Required work:
**a)** Can you condense the paragraph in the data journalism FAQ that begins "That has very much been the case" into one shorter sentence while keeping its main facts?
**b)** Would you carry on the data journalism FAQ past its last sentence, about FiveThirtyEight and BuzzFeed publishing their code?

Document section:
FAQ: Data journalism and computer science


Where I started, with BASIC code. Image by Terry Freedman

I have a habit of posting replies to questions on OJB: this one is in response to a series of questions from a student at the University of the West of England about data journalism.

How do you feel about the intertwining of computer science with journalism?

Not surprisingly, I’m quite positive about it. I think most industries benefit from being exposed to different practices and ideas, as they make you reevaluate your own habits and assumptions.

That has very much been the case with the influence of computer science on journalism: in many ways data journalism is more open and more collaborative than other parts of journalism, and that has led to some of its best work.

For example, when organisations like Quartz, Vox or NY Public Radio open source their code, it makes it easier for other news organisations to innovate with that, and improve on it.

Likewise, when teams like FiveThirtyEight or BuzzFeed publish their code, it means others can check how they arrived at their conclusions.

Extracted entries:
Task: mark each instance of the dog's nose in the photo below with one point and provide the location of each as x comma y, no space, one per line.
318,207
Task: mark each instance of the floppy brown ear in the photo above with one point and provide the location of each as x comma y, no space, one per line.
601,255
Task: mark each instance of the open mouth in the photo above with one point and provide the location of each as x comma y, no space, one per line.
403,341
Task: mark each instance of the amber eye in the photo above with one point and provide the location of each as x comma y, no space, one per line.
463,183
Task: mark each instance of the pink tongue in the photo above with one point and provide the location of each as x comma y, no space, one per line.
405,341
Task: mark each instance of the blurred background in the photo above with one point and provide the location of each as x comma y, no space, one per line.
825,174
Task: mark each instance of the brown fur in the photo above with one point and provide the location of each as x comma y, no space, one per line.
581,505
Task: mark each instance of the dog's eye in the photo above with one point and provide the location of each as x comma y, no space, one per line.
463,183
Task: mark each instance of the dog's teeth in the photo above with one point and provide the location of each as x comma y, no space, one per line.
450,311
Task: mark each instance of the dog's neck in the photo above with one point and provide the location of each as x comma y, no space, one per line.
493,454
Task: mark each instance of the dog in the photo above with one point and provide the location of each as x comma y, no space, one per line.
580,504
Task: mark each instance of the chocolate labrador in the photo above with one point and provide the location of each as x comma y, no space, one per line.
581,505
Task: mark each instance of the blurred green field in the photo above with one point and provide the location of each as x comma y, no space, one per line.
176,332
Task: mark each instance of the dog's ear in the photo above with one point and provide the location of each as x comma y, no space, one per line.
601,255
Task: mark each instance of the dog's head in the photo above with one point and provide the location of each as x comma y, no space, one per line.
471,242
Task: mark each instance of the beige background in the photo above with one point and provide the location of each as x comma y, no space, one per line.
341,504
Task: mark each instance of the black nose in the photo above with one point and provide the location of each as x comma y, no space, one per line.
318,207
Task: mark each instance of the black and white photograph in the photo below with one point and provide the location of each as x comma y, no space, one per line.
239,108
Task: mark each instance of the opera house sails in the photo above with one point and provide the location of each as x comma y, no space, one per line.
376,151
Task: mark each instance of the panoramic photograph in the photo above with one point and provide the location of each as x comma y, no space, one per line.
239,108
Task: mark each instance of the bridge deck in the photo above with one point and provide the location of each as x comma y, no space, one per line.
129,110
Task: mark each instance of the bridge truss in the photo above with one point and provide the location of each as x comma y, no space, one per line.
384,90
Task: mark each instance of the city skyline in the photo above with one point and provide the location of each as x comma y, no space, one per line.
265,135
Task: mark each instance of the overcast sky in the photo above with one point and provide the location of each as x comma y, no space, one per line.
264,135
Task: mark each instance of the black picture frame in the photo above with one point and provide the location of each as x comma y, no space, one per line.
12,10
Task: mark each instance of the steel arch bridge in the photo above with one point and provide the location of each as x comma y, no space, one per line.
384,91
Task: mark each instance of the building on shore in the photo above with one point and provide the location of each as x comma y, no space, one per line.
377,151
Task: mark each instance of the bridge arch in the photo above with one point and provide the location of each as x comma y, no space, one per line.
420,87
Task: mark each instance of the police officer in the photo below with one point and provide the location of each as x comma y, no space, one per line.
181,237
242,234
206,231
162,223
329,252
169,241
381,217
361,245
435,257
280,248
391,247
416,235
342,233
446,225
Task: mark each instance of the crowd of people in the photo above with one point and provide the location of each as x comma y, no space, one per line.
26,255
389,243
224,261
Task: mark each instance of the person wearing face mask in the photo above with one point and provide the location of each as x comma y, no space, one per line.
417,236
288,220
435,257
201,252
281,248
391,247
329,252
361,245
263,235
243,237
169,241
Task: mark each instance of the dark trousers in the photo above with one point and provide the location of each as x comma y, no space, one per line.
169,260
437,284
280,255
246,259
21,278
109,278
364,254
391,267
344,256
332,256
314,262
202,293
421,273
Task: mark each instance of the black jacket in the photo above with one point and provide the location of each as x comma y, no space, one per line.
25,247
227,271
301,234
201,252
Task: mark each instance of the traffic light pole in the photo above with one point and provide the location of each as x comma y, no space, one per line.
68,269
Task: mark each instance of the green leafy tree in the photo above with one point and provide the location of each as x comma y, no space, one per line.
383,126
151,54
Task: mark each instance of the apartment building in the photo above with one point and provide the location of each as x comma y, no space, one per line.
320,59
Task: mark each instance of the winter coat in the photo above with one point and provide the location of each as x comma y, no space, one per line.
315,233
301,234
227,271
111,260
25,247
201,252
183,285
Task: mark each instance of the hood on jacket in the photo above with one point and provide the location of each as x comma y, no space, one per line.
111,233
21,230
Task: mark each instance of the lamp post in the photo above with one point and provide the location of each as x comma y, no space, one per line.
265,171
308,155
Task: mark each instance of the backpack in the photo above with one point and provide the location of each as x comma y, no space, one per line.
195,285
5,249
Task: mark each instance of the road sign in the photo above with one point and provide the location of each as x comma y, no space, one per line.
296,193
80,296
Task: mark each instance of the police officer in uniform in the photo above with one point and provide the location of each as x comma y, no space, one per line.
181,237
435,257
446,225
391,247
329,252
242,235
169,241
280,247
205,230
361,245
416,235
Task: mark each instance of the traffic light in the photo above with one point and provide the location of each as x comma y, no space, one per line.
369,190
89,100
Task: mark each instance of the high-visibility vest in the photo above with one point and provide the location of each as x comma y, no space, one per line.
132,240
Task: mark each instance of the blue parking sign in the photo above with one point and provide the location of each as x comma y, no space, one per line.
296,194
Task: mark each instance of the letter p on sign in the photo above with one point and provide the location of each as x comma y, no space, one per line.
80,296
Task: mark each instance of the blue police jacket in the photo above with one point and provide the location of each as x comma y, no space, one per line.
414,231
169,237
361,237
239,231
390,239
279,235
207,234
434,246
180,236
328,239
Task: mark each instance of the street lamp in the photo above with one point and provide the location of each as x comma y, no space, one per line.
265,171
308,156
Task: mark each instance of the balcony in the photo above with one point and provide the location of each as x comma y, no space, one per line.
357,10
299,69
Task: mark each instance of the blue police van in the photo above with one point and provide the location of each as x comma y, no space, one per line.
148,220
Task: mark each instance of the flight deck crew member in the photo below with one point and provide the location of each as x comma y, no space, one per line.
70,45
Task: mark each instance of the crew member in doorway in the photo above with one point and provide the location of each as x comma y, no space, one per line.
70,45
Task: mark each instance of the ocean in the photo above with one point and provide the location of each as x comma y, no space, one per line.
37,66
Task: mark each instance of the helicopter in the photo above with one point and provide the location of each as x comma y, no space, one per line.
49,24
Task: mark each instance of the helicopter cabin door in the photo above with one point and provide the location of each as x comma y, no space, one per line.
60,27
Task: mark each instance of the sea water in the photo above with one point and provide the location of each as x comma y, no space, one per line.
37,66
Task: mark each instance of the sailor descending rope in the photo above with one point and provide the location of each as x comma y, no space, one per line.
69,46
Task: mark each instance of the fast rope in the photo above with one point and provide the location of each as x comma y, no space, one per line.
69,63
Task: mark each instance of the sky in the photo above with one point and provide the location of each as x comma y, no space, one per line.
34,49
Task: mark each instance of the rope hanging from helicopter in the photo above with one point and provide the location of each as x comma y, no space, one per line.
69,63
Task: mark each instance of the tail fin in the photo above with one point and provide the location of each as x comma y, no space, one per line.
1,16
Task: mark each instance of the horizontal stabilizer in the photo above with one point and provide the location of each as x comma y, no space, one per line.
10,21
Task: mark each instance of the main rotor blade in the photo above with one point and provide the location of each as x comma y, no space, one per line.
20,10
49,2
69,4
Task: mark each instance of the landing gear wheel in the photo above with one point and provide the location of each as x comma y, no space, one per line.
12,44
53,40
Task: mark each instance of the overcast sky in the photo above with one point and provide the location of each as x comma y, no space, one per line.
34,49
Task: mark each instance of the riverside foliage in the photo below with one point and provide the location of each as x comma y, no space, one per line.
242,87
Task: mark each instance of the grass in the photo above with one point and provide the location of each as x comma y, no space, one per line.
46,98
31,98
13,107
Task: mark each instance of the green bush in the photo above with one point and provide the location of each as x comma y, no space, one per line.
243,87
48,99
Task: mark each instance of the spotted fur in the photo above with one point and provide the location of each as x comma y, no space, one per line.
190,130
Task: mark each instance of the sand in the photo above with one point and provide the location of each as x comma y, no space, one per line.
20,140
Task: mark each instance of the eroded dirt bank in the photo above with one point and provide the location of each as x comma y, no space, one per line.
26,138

Results by task:
**a)** Computer science has made data journalism more open and collaborative than other parts of journalism, and that has produced some of its best work.

**b)**
Notably, a similar thing happened in the 1960s and 70s in the US when journalism started to look to social science methods, and identify techniques it could borrow from that to improve the quality of reporting. This became known as Precision Journalism and was a major influence in Computer Assisted Reporting (CAR).

Put into your own words whether you think data-driven journalism does or does not contribute to journalistic practice

If you mean what people also call ‘data journalism’ — journalism which uses structured information in some way — then I think it clearly has the potential to contribute in all sorts of ways. The most obvious are:

  • A stronger factual basis to our reporting;
  • Different ways of finding stories;
  • Different ways of telling stories;
  • A more transparent reporting process (as outlined in the last question).

On the first: it is relatively easy in journalism to merely report what other people have said without actually taking any action to identify whether they are telling the truth.

Politics and sport are both good examples of this: the leader of one party says that they are spending more money on the health service than ever, but the opposition says that the health service is on the brink of collapse.

Or one pundit says that this midfielder is lacking fitness; but another says they should be picked for England.

Data allows us to do more than just report what people say — it allows us to provide the context around that: it might be a simple debunking (“no, the data says that we’re not spending more than ever”), or it might be unpicking a misleading statement (“we are spending more, but this is misleading because: we are spending less per person, and inflation needs to be taken into account)”.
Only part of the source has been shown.